# Exercise:
Report every line of the data below that contains the string "target", copying each such line in full. Case matters.

# Records from a data collection:
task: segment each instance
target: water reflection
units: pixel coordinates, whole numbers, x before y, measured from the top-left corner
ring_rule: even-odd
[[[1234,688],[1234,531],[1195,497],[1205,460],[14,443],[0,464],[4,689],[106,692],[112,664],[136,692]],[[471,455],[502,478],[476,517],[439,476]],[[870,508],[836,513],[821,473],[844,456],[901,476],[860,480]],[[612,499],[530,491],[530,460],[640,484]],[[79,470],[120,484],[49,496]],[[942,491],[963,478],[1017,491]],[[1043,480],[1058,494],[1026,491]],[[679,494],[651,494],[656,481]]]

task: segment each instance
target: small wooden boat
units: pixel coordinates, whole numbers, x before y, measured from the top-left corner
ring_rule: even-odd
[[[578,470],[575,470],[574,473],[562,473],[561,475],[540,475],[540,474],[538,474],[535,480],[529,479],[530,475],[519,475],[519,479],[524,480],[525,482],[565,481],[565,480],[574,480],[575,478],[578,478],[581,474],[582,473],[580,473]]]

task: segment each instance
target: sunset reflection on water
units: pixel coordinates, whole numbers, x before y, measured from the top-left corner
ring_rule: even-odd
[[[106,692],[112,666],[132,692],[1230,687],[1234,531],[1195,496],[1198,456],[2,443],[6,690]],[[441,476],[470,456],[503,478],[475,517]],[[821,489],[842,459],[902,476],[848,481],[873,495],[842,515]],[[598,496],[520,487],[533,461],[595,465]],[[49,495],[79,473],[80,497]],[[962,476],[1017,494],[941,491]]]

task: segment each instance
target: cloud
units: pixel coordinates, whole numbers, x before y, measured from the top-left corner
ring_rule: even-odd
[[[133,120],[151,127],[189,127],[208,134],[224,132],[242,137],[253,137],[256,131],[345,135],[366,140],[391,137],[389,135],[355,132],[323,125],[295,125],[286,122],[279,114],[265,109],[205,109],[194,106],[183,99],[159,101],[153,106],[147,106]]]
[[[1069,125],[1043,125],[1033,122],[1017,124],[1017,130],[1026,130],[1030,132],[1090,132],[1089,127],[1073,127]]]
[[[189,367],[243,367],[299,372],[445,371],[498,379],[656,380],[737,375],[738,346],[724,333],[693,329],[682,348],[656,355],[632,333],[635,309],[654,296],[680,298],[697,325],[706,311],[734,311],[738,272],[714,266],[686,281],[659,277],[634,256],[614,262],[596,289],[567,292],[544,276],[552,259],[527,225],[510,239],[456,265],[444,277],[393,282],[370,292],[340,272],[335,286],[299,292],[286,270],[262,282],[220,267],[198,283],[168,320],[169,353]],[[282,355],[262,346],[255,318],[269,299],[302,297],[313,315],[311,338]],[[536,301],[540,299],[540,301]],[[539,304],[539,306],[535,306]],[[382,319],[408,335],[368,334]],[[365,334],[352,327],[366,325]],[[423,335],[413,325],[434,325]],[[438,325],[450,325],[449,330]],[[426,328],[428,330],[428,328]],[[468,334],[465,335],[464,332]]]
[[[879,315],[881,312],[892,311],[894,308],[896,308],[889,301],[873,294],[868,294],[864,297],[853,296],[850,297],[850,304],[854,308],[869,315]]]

# Solution for this task:
target: water reflection
target: small wooden boat
target: sunset reflection on water
target: cloud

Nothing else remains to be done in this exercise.